SOURCE EXTRACT:
>>>>>
But there are so many interesting new books this month that
I'm going to do my best to run through every one of them
quickly.
First, our Main Selections. In Liberty and Tyranny,
conservative favorite Mark Levin (Men in Black, Rescuing
Sprite) gives us a rousing defense of liberty and
responsibility at a time when they most definitely need
defending (I won't even start, here, on the latest round of
"stimulus," "bailout" and "rescue" bills that are fast
turning this country into the Nanny State of America; if I
do, I won’t be able to stop).
And in Green Hell: How Environmentalists Plan to Ruin
Your Life and What You Can Do to Stop Them, we're offering
a book on a topic of perennial interest to our members: the
environmentalists' campaign to end "global warming" -- now
rebranded as "climate change" by environmentalists who got
tired of the horse laughs that greeted their fear-mongering
whenever it coincided with unusually cold weather (and
besides, they wanted to make people think that hurricanes
and other natural disasters were being caused by gas-
guzzling SUVs).
We've offered a number of books about global warming.
But Green Hell is something different. It looks not at the
evidence for and against manmade climate -- the greens'
justification for their power grab -- but at what exactly
they plan to do with the power if and when they get it.
Many of us suspect that environmentalists would want
to downsize the economy, stifle industry, make travel more
onerous, and generally exercise an enormous amount of
control over everyone (else)'s lives even if the "warming"
threat had never been thought of. It's been argued that
some of the greens are really "watermelons" -- green on the
outside but red inside; when Marxism was discredited, a lot
of the energy that used to go into planning a socialist
utopia has been redirected into planning an
environmentalist one. If you don't want a government
bureaucrat remote-controlling the thermostat in your house,
you may want to make yourself aware of these plans before
it's too late to stop them.
<<<<<
WORK INSTRUCTION:
Repeat word for word the part of the passage on this month's new books that runs from "But Green Hell" to "they get it.".

EXTRACTED DATA:
>>>>>
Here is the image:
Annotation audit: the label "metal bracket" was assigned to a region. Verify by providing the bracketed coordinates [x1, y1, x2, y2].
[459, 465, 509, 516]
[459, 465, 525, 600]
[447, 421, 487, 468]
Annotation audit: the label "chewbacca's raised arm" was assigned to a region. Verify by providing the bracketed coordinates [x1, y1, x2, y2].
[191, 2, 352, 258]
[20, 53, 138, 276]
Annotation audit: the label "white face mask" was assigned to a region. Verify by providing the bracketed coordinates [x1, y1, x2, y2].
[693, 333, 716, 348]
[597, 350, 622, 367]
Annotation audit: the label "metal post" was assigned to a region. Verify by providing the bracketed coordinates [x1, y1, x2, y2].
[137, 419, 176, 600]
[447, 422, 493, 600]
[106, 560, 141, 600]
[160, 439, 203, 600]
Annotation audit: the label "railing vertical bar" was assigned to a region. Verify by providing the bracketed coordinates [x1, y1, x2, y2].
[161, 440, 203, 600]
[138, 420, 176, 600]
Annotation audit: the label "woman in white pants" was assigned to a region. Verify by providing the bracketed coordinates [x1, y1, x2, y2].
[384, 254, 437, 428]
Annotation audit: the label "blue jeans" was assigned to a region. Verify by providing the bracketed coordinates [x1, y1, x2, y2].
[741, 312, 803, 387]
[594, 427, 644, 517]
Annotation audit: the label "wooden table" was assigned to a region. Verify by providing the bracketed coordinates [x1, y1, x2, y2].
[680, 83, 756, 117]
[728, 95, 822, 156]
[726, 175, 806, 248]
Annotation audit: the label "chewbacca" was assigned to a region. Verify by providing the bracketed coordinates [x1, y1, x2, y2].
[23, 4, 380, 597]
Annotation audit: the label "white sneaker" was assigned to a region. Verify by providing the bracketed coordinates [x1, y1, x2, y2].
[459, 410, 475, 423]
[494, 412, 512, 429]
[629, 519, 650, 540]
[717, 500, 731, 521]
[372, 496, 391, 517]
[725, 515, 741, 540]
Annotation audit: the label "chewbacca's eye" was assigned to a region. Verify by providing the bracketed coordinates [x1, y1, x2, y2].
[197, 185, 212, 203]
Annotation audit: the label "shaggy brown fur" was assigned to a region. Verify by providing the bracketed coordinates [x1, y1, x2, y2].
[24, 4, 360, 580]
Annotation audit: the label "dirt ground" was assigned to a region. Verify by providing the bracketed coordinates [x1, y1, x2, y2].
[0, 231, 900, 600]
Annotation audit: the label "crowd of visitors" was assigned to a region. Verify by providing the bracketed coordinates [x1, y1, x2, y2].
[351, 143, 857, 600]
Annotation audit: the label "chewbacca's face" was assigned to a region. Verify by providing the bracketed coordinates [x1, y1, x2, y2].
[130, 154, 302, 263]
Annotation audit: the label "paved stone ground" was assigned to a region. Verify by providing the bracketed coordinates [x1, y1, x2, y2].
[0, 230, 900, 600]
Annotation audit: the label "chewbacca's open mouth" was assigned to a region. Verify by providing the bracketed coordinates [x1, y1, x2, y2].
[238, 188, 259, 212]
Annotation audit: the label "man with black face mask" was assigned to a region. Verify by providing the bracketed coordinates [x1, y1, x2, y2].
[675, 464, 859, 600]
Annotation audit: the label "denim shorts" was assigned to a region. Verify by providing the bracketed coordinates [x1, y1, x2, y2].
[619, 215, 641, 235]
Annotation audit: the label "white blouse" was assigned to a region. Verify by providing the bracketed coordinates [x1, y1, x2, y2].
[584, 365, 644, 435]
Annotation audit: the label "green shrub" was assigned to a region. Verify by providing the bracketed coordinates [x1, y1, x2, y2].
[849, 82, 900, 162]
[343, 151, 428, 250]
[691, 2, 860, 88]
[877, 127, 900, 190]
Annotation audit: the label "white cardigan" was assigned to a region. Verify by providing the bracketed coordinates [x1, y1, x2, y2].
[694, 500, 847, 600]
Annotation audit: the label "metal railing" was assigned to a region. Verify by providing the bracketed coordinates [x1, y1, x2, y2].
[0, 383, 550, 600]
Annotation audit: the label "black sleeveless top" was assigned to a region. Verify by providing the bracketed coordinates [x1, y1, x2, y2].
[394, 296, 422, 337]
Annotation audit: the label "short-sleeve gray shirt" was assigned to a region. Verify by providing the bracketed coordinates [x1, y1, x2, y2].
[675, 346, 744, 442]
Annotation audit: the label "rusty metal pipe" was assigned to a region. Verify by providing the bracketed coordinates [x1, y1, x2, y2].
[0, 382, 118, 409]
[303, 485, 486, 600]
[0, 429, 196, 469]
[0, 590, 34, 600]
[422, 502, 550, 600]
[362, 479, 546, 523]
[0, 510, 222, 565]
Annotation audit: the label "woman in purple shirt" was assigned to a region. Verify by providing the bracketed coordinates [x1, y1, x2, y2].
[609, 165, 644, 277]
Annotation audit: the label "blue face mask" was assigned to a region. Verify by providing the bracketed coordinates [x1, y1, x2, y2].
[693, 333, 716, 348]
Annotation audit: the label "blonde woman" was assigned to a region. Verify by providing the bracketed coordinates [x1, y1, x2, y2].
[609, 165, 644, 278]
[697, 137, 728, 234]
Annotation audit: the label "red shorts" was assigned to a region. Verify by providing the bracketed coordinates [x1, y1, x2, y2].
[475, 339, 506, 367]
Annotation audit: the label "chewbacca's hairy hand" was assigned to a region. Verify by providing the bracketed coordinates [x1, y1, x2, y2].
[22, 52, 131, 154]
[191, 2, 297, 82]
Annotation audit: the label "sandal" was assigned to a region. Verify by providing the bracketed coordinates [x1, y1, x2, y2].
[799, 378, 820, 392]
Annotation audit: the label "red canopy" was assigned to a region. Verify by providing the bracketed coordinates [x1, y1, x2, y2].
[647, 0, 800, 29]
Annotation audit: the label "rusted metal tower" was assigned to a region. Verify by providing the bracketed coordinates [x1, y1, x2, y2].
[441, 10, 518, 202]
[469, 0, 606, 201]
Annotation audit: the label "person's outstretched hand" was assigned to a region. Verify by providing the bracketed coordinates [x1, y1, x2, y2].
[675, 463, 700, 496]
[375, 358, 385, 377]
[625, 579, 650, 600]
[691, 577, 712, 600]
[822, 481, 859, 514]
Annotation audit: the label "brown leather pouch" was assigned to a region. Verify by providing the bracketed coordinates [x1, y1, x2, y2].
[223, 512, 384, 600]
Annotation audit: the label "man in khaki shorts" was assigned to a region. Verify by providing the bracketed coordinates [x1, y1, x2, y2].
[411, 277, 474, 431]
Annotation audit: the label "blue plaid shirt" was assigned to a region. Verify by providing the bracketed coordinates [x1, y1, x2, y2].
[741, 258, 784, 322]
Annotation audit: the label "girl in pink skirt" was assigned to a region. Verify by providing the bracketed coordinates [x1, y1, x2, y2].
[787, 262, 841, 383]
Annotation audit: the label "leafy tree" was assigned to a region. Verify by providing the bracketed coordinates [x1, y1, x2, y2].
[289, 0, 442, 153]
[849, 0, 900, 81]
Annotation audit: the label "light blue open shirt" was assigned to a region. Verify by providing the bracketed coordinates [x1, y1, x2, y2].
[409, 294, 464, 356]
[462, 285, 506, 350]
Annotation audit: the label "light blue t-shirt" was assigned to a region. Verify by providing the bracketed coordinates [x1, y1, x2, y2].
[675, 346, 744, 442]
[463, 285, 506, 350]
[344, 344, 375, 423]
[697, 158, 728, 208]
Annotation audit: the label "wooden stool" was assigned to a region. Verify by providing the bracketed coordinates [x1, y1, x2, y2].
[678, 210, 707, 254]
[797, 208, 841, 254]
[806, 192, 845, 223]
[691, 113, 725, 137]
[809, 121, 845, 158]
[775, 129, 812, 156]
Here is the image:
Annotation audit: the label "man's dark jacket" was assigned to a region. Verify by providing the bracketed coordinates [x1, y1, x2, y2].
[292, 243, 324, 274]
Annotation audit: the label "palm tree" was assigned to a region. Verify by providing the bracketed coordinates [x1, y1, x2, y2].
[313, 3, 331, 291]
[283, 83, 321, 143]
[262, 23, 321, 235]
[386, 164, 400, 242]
<<<<<
TASK RESPONSE:
But Green Hell is something different. It looks not at the
evidence for and against manmade climate -- the greens'
justification for their power grab -- but at what exactly
they plan to do with the power if and when they get it.